Re: [HACKERS] CLUSTER command progress monitor - Mailing list pgsql-hackers

From Tatsuro Yamada
Subject Re: [HACKERS] CLUSTER command progress monitor
Date
Msg-id 288ef3f3-3b0b-9780-191b-67fea98e91ed@lab.ntt.co.jp
Whole thread Raw
In response to Re: [HACKERS] CLUSTER command progress monitor  (Tatsuro Yamada <yamada.tatsuro@lab.ntt.co.jp>)
Responses Re: [HACKERS] CLUSTER command progress monitor
List pgsql-hackers
On 2019/03/06 15:38, Tatsuro Yamada wrote:
> On 2019/03/05 17:56, Tatsuro Yamada wrote:
>> On 2019/03/05 11:35, Robert Haas wrote:
>>> On Mon, Mar 4, 2019 at 5:38 AM Tatsuro Yamada
>>> <yamada.tatsuro@lab.ntt.co.jp> wrote:
>>>> === Current design ===
>>>>
>>>> CLUSTER command uses Index Scan or Seq Scan when scanning the heap.
>>>> Depending on which one is chosen, the command will proceed in the
>>>> following sequence of phases:
>>>>
>>>>     * Scan method: Seq Scan
>>>>       0. initializing                 (*2)
>>>>       1. seq scanning heap            (*1)
>>>>       3. sorting tuples               (*2)
>>>>       4. writing new heap             (*1)
>>>>       5. swapping relation files      (*2)
>>>>       6. rebuilding index             (*2)
>>>>       7. performing final cleanup     (*2)
>>>>
>>>>     * Scan method: Index Scan
>>>>       0. initializing                 (*2)
>>>>       2. index scanning heap          (*1)
>>>>       5. swapping relation files      (*2)
>>>>       6. rebuilding index             (*2)
>>>>       7. performing final cleanup     (*2)
>>>>
>>>> VACUUM FULL command will proceed in the following sequence of phases:
>>>>
>>>>       1. seq scanning heap            (*1)
>>>>       5. swapping relation files      (*2)
>>>>       6. rebuilding index             (*2)
>>>>       7. performing final cleanup     (*2)
>>>>
>>>> (*1): increasing the value in heap_tuples_scanned column
>>>> (*2): only shows the phase in the phase column
>>>
>>> All of that sounds good.
>>>
>>>> The view provides the information of CLUSTER command progress details as follows
>>>> # \d pg_stat_progress_cluster
>>>>                 View "pg_catalog.pg_stat_progress_cluster"
>>>>             Column           |  Type   | Collation | Nullable | Default
>>>> ---------------------------+---------+-----------+----------+---------
>>>>    pid                       | integer |           |          |
>>>>    datid                     | oid     |           |          |
>>>>    datname                   | name    |           |          |
>>>>    relid                     | oid     |           |          |
>>>>    command                   | text    |           |          |
>>>>    phase                     | text    |           |          |
>>>>    cluster_index_relid       | bigint  |           |          |
>>>>    heap_tuples_scanned       | bigint  |           |          |
>>>>    heap_tuples_vacuumed      | bigint  |           |          |
>>>
>>> Still not sure if we need heap_tuples_vacuumed.  We could try to
>>> report heap_blks_scanned and heap_blks_total like we do for VACUUM, if
>>> we're using a Seq Scan.

Records from a point labeling set:
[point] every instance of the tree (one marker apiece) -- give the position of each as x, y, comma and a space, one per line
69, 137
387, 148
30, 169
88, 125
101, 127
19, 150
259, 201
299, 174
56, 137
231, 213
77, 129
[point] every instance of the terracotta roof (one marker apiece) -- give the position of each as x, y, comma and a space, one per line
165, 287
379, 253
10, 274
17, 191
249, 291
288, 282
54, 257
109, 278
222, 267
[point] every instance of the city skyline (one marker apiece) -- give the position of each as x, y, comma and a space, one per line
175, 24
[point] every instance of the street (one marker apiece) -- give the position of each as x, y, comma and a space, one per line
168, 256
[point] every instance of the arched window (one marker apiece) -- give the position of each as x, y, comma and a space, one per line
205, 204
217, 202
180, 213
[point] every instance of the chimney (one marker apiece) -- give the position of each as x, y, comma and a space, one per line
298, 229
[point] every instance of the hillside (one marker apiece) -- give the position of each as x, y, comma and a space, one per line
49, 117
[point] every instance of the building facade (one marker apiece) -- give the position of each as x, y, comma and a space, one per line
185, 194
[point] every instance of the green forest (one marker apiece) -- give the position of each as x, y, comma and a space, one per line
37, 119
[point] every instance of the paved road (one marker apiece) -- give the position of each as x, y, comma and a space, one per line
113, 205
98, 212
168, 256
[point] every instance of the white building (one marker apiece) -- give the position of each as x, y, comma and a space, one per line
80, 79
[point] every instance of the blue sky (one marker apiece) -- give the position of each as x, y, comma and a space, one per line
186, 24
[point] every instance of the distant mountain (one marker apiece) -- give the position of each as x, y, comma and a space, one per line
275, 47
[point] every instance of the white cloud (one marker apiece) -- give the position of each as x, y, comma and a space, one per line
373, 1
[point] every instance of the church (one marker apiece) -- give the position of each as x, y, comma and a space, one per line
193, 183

Task requirements:
**A)** Change "Seq Scan" to "Sequential Scan" in everything from "Responses Re: [HACKERS]" down to "scanning the heap." in the CLUSTER progress thread, and write that passage out again.
**B)** In the CLUSTER progress thread, which two values does Robert Haas suggest reporting when a Seq Scan is used?
**C)** Resume the CLUSTER progress thread after its last line.

Answer list:
**A)**
Responses Re: [HACKERS] CLUSTER command progress monitor
List pgsql-hackers
On 2019/03/06 15:38, Tatsuro Yamada wrote:
> On 2019/03/05 17:56, Tatsuro Yamada wrote:
>> On 2019/03/05 11:35, Robert Haas wrote:
>>> On Mon, Mar 4, 2019 at 5:38 AM Tatsuro Yamada
>>> <yamada.tatsuro@lab.ntt.co.jp> wrote:
>>>> === Current design ===
>>>>
>>>> CLUSTER command uses Index Scan or Sequential Scan when scanning the heap.

**B)** heap_blks_scanned and heap_blks_total

**C)**
>>
>> I have no strong opinion to add heap_tuples_vacuumed, so I'll remove that in
>> next patch.
>>
>> Regarding heap_blks_scanned and heap_blks_total, I suppose that it is able to
>> get those from initscan(). I'll investigate it more.
>>
>> cluster.c
>>    copy_heap_data()
>>      heap_beginscan()
>>        heap_beginscan_internal()
>>          initscan()
>>
>>
>>
>>>> === Discussion points ===
>>>>
>>>>    - Progress counter for "3. sorting tuples" phase
>>>>       - Should we add pgstat_progress_update_param() in tuplesort.c like a
>>>>         "trace_sort"?
>>>>         Thanks to Peter Geoghegan for the useful advice!
>>>
>>> How would we avoid an abstraction violation?
>>
>> Hmm... What do you mean an abstraction violation?
>> If it is difficult to solve, I'd not like to add the progress counter for the sorting tuples.
>>
>>
>>>>    - Progress counter for "6. rebuilding index" phase
>>>>       - Should we add "index_vacuum_count" in the view like a vacuum progress monitor?
>>>>         If yes, I'll add pgstat_progress_update_param() to reindex_relation() of index.c.
>>>>         However, I'm not sure whether it is okay or not.
>>>
>>> Doesn't seem unreasonable to me.
>>
>> I see, I'll add it later.
> 
> 
> Attached file is revised and WIP patch including:
> 
>    - Remove heap_tuples_vacuumed
>    - Add heap_blks_scanned and heap_blks_total
>    - Add index_vacuum_count
> 
> I tried to "add heap_blks_scanned and heap_blks_total" columns and I realized that
> "heap_tuples_scanned" column is suitable as a counter when a scan method is
> both index-scan and seq-scan because CLUSTER is on a tuple basis.


Attached file is rebased patch on current HEAD.
I changed a status. :)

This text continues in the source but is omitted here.